[START GIVEN DATA]

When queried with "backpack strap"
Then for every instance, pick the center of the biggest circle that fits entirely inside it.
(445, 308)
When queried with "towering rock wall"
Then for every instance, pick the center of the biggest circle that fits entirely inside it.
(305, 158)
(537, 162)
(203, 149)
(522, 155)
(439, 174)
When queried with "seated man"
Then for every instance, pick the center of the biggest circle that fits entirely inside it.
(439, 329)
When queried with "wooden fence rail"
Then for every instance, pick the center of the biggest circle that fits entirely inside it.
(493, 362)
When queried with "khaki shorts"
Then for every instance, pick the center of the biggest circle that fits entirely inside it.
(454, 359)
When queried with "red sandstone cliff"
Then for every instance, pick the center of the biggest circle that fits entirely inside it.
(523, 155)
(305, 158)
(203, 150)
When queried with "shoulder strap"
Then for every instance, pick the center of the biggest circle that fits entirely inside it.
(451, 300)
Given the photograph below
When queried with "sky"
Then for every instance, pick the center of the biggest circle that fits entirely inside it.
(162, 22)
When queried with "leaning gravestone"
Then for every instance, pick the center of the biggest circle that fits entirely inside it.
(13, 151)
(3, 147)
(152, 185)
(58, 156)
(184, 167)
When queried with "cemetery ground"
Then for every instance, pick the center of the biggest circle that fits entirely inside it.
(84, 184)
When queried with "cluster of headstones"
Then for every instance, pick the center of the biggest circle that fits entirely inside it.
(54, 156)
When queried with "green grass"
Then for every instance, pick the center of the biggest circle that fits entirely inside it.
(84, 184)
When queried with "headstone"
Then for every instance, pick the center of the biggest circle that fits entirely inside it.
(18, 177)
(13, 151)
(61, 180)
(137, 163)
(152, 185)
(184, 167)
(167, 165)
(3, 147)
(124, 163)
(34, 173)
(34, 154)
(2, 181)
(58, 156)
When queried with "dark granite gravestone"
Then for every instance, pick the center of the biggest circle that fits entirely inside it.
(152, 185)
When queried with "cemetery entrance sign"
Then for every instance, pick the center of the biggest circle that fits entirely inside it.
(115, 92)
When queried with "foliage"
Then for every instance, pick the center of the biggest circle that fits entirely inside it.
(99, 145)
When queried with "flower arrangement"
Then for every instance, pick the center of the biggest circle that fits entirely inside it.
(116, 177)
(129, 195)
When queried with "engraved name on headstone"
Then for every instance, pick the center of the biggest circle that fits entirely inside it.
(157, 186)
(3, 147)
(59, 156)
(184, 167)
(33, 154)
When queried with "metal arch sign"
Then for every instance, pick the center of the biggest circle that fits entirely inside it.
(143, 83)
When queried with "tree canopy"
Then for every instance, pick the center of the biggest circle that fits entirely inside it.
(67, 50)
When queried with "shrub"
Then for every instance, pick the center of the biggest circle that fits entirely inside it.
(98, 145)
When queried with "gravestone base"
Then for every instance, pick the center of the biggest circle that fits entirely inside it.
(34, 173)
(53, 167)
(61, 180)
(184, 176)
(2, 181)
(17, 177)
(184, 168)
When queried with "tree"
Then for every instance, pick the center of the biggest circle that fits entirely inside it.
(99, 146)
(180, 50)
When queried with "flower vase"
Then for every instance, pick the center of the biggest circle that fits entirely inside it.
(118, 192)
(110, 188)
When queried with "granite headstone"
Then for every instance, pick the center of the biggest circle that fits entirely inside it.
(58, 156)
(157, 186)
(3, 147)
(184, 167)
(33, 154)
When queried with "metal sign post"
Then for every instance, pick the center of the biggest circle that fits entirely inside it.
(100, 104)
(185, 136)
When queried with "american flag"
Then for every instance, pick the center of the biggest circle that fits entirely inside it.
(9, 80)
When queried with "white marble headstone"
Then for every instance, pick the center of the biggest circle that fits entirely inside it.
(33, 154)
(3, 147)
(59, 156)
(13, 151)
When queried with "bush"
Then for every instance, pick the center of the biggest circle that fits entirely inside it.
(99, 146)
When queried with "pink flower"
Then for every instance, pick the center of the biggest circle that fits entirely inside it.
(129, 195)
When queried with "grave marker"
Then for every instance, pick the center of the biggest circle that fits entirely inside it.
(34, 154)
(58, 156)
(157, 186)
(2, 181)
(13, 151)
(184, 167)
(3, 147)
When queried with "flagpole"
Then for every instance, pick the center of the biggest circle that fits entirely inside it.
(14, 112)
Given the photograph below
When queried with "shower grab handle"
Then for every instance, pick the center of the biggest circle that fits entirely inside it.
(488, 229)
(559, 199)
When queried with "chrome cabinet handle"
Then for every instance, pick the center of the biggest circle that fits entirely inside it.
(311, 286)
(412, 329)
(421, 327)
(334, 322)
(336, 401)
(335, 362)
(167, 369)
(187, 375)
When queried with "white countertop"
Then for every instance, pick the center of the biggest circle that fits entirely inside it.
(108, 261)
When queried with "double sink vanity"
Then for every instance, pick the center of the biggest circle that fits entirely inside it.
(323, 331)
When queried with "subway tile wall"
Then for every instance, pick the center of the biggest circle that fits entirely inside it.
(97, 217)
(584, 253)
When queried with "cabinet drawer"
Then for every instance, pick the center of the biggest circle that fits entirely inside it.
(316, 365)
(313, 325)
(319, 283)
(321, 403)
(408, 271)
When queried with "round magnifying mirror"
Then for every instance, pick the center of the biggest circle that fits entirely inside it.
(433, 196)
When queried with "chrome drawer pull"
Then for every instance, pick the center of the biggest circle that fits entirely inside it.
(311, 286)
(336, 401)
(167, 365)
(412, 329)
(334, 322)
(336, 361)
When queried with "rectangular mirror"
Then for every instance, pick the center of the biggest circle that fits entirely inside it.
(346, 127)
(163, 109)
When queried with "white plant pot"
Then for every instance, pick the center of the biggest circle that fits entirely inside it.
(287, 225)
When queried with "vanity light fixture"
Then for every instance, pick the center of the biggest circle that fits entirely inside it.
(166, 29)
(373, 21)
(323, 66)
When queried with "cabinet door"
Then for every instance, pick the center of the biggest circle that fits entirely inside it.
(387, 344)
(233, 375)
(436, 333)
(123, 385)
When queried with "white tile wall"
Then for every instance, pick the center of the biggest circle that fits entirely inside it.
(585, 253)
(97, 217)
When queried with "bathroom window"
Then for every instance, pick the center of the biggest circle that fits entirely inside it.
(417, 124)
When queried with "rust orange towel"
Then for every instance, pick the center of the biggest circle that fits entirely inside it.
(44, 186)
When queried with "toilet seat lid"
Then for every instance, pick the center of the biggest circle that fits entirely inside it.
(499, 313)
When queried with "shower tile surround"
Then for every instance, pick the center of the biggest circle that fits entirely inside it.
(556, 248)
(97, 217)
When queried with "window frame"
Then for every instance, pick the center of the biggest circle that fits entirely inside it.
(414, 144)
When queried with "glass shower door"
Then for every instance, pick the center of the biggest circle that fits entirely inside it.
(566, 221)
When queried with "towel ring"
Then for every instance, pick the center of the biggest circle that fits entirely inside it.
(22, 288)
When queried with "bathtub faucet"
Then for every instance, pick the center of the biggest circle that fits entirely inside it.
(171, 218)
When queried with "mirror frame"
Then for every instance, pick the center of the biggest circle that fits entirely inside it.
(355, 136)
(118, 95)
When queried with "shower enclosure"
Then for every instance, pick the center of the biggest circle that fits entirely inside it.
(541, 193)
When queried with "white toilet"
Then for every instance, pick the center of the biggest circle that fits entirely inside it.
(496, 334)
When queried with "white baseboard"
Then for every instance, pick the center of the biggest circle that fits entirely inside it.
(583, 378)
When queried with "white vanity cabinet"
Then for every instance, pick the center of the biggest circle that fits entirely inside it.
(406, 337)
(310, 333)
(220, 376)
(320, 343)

[END GIVEN DATA]

### REQUIREMENT
Reproduce the full listing above, character for character.

### THE RESULT
When queried with "backpack strap"
Then for every instance, pick the center of the biggest circle that fits entirely inside it.
(445, 308)
When queried with "towering rock wall"
Then for every instance, pick the center of the biggest circle that fits entirely inside it.
(305, 158)
(537, 162)
(203, 149)
(522, 155)
(439, 174)
When queried with "seated man"
Then for every instance, pick the center of the biggest circle that fits entirely inside it.
(439, 329)
When queried with "wooden fence rail"
Then for every instance, pick the center of the biggest circle that fits entirely inside it.
(493, 362)
When queried with "khaki shorts"
Then for every instance, pick the center of the biggest circle that fits entirely inside it.
(454, 359)
When queried with "red sandstone cliff"
Then for every instance, pick the center of the biggest circle that fits entirely inside it.
(523, 155)
(305, 158)
(203, 150)
When queried with "shoulder strap"
Then for every instance, pick the center of the biggest circle that fits entirely inside it.
(451, 300)
Given the photograph below
When queried with "sky"
Then for every instance, pick the center of the biggest circle that fits entirely inside it.
(162, 22)
When queried with "leaning gravestone"
Then for every instance, pick the center of the biggest circle that fits entirely inside it.
(13, 151)
(3, 147)
(152, 185)
(58, 156)
(184, 167)
When queried with "cemetery ground"
Then for every instance, pick the center of the biggest circle that fits entirely inside it.
(84, 184)
When queried with "cluster of headstones"
Then for every instance, pick the center of the biggest circle that fits entirely inside it.
(54, 156)
When queried with "green grass"
Then for every instance, pick the center of the biggest circle that fits entirely inside it.
(84, 184)
When queried with "headstone"
Then for every instance, pick the center of the biggest circle that fits entirely inside it.
(18, 177)
(13, 151)
(61, 180)
(137, 163)
(152, 185)
(184, 167)
(167, 165)
(3, 147)
(124, 163)
(34, 173)
(34, 154)
(2, 181)
(58, 156)
When queried with "dark granite gravestone"
Then for every instance, pick the center of the biggest circle that fits entirely inside it.
(152, 185)
When queried with "cemetery entrance sign"
Then for every instance, pick the center of the biggest circle that fits entirely inside it.
(115, 92)
When queried with "foliage"
Then for every instance, pick the center of the biggest circle that fits entirely inside it.
(99, 145)
When queried with "flower arrangement"
Then for every instance, pick the center of the biggest circle that fits entirely inside it.
(116, 177)
(129, 195)
When queried with "engraved name on headstone"
Then for every instance, pick the center of the biggest circle that fits entirely inside it.
(157, 186)
(3, 147)
(59, 156)
(184, 167)
(33, 154)
When queried with "metal arch sign"
Then for every instance, pick the center of the biggest circle that fits entirely inside it.
(143, 83)
When queried with "tree canopy"
Then for every instance, pick the center of the biggest circle that fits entirely inside it.
(67, 50)
When queried with "shrub"
Then for every instance, pick the center of the biggest circle that fits entirely inside it.
(98, 145)
When queried with "gravestone base"
Then for every instance, pick the center of the biggest circle that fits entirely inside it.
(34, 173)
(53, 167)
(61, 180)
(184, 176)
(2, 181)
(17, 177)
(184, 168)
When queried with "tree"
Then for every instance, pick the center of the biggest circle that fits entirely inside it.
(99, 146)
(180, 50)
When queried with "flower vase"
Then for every instance, pick the center of the biggest circle that fits entirely inside it.
(118, 192)
(110, 188)
When queried with "granite headstone"
Then for every instance, pick the center of the biggest circle that fits entirely inside it.
(58, 156)
(157, 186)
(3, 147)
(184, 167)
(33, 154)
When queried with "metal sign post"
Then for every instance, pick the center of the biggest circle that fits entirely inside it.
(100, 104)
(185, 136)
When queried with "american flag"
Then for every instance, pick the center of the biggest circle that fits entirely inside it.
(9, 80)
When queried with "white marble headstone"
Then for every instance, pick the center of the biggest circle that fits entirely inside it.
(33, 154)
(3, 147)
(59, 156)
(13, 151)
When queried with "bush"
Then for every instance, pick the center of the biggest circle that fits entirely inside it.
(99, 146)
When queried with "pink flower"
Then for every instance, pick the center of the biggest circle that fits entirely inside it.
(129, 195)
When queried with "grave marker"
Then for every instance, pick the center of the biggest circle that fits entirely inside it.
(34, 154)
(58, 156)
(157, 186)
(2, 181)
(13, 151)
(184, 167)
(3, 147)
When queried with "flagpole"
Then for every instance, pick the center of the biggest circle that fits entirely inside it.
(14, 112)
Given the photograph below
When queried with "shower grab handle"
Then for every instance, pick the center of the biggest circle that fits entirely inside it.
(488, 229)
(559, 199)
When queried with "chrome cabinet handle"
Then for every instance, pick the center of the biggest circle that fits entirely inside it.
(311, 286)
(412, 329)
(421, 327)
(334, 322)
(336, 401)
(335, 362)
(167, 369)
(187, 375)
When queried with "white countertop"
Then for every instance, pick the center of the biggest circle that fits entirely inside it.
(108, 261)
When queried with "double sink vanity"
Then for every instance, pick the center of the biggest circle that fits entirely inside it.
(323, 331)
When queried with "subway tile wall"
Then for every instance, pick the center of the biggest circle that fits entirely inside it.
(97, 217)
(584, 253)
When queried with "cabinet drawer"
Then for every instance, pick the center of the biggest circle that fits entirely inside it.
(316, 365)
(313, 325)
(319, 283)
(321, 403)
(408, 271)
When queried with "round magnifying mirror"
Then for every instance, pick the center of the biggest circle that fits entirely inside it.
(433, 196)
When queried with "chrome drawer pull"
Then for every instance, pick the center of the biggest circle that fits entirely inside it.
(311, 286)
(336, 401)
(167, 365)
(412, 329)
(334, 322)
(336, 361)
When queried with "rectangular mirror"
Then for every instance, pick the center of the biggest circle that fits entirely inside it.
(346, 127)
(163, 109)
When queried with "white plant pot"
Then for every instance, pick the center of the biggest circle that fits entirely inside it.
(287, 225)
When queried with "vanity light fixture"
Then for every instance, pick the center of the biggest circle that fits entirely inside it.
(166, 29)
(373, 21)
(323, 66)
When queried with "cabinet door"
Then for every instance, pick the center of the biggest circle that fits entirely inside it.
(387, 344)
(233, 375)
(436, 333)
(123, 385)
When queried with "white tile wall"
Then for every instance, pick the center of the biggest circle that fits entirely inside it.
(585, 253)
(97, 217)
When queried with "bathroom window"
Then for every instance, pick the center of the biggest circle that fits entirely inside it.
(417, 124)
When queried with "rust orange towel"
Then for every instance, pick the center of the biggest circle that fits entirely inside it.
(44, 186)
When queried with "toilet seat lid"
Then for every instance, pick the center of the biggest circle that fits entirely inside it.
(499, 313)
When queried with "shower tile surround"
Then for every instance, pick the center of the biggest circle that fits entirely inside it.
(556, 248)
(97, 217)
When queried with "window frame"
Then for every instance, pick the center of the biggest circle that fits entirely inside it.
(414, 144)
When queried with "glass shower door"
Then for every instance, pick the center of the biggest circle that fits entirely inside it.
(566, 221)
When queried with "towel ring"
Then for every instance, pick the center of the biggest circle that fits entirely inside it.
(22, 288)
When queried with "bathtub faucet"
Then for every instance, pick the center of the biggest circle that fits entirely inside it.
(171, 218)
When queried with "mirror frame"
Then for every instance, pick the center of the biggest circle that fits entirely inside it.
(355, 136)
(118, 95)
When queried with "shower enclosure"
Then for every instance, pick the center of the biggest circle that fits entirely inside it.
(541, 193)
When queried with "white toilet"
Then for every instance, pick the center of the biggest circle that fits entirely inside it.
(496, 334)
When queried with "white baseboard"
Then for every instance, pick the center of the biggest circle that fits entirely inside it.
(583, 378)
When queried with "white vanity cabinet"
Then for every instance, pick the center of the biggest circle that fits entirely inside it.
(406, 337)
(310, 333)
(220, 376)
(320, 343)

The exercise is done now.